▶ _DATASET ROWS_:
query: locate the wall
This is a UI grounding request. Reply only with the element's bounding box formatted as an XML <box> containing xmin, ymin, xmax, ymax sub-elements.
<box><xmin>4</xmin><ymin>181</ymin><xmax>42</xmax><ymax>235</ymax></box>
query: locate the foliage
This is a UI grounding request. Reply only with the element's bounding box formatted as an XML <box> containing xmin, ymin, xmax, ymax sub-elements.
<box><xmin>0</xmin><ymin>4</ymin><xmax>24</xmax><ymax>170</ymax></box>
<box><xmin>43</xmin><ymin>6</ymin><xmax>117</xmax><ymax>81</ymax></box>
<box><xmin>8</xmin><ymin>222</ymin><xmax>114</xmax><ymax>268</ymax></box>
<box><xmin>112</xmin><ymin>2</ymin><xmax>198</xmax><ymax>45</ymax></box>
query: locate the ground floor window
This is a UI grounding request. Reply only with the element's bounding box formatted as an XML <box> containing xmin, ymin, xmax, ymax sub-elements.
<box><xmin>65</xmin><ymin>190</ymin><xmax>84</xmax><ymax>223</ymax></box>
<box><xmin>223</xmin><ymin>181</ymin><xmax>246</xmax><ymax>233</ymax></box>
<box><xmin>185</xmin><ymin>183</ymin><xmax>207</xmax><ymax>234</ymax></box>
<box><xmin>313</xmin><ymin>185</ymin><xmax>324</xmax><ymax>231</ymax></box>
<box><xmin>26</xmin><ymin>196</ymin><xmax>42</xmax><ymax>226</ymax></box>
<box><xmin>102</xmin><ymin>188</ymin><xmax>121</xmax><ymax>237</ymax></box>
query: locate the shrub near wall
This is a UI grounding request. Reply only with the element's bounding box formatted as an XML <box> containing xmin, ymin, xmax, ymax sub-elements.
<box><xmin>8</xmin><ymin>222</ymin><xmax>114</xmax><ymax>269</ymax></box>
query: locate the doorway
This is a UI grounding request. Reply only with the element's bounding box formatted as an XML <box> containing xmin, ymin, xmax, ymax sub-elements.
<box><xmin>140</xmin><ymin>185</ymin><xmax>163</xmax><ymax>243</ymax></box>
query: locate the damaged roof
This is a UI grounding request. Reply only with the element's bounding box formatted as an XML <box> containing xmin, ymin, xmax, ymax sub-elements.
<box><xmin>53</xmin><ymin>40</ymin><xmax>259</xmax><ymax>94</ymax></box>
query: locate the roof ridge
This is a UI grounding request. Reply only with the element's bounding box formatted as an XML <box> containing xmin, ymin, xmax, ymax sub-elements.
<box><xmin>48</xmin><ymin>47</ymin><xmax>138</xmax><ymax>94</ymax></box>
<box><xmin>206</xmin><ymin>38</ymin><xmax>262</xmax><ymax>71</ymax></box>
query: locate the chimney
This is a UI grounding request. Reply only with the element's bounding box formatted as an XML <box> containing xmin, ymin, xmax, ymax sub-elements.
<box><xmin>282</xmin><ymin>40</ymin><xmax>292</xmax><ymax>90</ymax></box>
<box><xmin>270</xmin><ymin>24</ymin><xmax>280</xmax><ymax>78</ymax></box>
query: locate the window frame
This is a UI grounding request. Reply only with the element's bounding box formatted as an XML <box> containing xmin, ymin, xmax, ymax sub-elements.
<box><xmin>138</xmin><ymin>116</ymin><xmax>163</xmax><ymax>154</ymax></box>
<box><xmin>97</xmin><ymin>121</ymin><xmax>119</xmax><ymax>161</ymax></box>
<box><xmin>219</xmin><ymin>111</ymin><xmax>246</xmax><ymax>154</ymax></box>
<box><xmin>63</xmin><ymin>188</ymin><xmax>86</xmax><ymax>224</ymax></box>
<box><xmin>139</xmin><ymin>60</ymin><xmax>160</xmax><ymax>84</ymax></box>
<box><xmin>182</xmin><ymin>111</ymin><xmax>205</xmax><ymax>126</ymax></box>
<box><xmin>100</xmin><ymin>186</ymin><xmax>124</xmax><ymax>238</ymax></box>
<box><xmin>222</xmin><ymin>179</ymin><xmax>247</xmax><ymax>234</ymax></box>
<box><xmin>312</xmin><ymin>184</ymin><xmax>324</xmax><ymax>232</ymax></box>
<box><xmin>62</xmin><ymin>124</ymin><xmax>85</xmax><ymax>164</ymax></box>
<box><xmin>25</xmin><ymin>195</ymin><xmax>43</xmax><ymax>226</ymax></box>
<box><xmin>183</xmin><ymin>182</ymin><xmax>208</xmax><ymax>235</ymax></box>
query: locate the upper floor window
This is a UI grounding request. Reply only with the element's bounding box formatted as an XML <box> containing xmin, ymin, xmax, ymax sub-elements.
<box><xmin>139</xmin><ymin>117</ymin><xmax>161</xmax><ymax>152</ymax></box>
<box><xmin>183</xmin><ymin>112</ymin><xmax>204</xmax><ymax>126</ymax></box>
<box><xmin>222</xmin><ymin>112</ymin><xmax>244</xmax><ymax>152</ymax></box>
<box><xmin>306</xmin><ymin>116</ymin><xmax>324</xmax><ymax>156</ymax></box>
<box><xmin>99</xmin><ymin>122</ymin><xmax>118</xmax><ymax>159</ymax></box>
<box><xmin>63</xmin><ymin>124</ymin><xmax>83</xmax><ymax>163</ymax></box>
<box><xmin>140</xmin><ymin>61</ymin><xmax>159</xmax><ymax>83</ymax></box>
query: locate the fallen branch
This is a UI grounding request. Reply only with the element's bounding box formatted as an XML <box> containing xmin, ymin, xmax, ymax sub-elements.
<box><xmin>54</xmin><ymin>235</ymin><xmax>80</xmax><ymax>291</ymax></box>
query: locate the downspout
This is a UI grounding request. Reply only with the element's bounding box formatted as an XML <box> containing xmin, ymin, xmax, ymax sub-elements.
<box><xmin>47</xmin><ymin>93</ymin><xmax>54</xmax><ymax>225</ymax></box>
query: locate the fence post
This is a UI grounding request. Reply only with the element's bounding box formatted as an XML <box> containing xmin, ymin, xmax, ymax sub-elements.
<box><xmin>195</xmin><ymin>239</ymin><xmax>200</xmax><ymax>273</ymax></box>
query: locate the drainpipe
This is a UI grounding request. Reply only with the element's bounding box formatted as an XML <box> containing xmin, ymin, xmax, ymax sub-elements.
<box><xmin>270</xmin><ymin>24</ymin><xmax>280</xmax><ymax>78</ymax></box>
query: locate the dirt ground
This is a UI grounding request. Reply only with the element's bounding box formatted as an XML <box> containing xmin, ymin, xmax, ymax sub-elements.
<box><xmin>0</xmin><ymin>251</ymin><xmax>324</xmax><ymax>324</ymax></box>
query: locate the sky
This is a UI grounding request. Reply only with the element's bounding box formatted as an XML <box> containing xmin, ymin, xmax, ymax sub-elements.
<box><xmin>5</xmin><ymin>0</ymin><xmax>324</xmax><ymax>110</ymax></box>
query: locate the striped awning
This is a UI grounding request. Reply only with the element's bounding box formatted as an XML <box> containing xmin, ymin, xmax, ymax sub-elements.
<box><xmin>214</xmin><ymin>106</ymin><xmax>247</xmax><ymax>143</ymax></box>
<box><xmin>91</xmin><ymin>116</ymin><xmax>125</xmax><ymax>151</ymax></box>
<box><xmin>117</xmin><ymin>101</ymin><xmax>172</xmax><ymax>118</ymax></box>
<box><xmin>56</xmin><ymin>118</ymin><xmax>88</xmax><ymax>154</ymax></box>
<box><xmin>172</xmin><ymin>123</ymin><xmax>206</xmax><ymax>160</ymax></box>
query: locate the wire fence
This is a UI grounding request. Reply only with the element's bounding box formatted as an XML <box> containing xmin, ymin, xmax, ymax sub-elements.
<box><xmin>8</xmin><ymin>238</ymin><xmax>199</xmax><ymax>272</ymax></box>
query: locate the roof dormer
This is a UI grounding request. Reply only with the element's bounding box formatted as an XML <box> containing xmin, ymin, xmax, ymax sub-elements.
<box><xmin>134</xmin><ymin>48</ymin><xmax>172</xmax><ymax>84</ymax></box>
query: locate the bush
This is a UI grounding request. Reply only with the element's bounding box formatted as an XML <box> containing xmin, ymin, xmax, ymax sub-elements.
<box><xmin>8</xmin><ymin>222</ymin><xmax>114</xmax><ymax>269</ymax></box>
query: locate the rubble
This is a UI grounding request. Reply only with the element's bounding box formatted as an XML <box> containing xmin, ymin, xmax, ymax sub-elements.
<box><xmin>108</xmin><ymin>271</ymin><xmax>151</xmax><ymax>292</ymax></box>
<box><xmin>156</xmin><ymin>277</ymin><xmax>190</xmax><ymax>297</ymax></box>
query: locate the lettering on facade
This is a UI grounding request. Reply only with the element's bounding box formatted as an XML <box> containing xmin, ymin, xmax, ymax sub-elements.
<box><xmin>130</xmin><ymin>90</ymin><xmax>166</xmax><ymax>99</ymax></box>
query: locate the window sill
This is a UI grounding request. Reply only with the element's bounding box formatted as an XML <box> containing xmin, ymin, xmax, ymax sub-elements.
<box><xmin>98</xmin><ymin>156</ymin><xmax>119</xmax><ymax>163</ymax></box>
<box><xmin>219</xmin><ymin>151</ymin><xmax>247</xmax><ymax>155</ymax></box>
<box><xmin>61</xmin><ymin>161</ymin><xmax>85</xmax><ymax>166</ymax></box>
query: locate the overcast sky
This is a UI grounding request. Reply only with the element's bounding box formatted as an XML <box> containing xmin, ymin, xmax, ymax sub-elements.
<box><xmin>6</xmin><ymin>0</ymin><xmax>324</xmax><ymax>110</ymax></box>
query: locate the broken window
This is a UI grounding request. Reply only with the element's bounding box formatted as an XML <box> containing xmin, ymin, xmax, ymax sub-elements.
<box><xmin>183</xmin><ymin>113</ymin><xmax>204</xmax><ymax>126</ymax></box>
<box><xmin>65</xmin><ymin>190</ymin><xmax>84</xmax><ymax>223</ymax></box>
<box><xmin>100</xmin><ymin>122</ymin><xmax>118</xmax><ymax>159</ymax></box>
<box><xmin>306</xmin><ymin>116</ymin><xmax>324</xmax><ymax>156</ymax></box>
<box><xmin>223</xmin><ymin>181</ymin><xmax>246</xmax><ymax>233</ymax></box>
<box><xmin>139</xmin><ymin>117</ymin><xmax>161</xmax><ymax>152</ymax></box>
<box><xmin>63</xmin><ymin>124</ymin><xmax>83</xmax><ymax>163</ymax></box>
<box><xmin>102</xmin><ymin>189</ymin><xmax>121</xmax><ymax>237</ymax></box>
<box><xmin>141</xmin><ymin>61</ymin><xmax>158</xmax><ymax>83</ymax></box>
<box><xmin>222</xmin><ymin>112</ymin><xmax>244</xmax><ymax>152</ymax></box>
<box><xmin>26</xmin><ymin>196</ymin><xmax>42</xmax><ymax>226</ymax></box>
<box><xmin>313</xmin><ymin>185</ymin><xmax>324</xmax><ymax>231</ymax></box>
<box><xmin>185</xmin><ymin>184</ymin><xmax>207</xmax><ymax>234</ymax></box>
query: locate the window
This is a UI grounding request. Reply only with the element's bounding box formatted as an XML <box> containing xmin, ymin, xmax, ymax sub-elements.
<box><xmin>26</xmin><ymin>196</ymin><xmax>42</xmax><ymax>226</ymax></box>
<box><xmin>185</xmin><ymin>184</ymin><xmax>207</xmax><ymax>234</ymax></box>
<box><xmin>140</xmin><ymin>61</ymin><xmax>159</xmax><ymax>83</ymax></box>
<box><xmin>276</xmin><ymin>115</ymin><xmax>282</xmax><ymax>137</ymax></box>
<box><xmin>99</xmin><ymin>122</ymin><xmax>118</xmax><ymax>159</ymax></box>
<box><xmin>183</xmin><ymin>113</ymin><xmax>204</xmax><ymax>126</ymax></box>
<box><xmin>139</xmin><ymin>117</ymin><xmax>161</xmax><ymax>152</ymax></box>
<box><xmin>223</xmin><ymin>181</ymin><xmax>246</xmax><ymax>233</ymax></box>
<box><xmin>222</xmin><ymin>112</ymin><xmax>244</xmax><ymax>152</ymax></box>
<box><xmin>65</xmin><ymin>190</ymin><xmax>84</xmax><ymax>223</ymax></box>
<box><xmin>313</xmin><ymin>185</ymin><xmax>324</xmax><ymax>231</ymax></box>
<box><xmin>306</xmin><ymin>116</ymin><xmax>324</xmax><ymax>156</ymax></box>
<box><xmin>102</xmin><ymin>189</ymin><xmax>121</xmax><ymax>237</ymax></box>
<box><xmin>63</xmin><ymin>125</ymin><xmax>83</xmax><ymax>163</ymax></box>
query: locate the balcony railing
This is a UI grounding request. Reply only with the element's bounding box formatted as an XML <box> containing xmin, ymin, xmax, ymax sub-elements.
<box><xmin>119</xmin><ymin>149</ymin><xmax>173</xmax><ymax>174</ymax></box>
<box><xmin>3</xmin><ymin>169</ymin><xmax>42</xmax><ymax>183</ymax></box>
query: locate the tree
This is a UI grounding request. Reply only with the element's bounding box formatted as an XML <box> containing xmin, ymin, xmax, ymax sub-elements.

▶ _STATED EXERCISE_: Report how many lines of the rows above contain the string "window", matching case exactly. Give only the number.

▶ _TASK ANSWER_: 6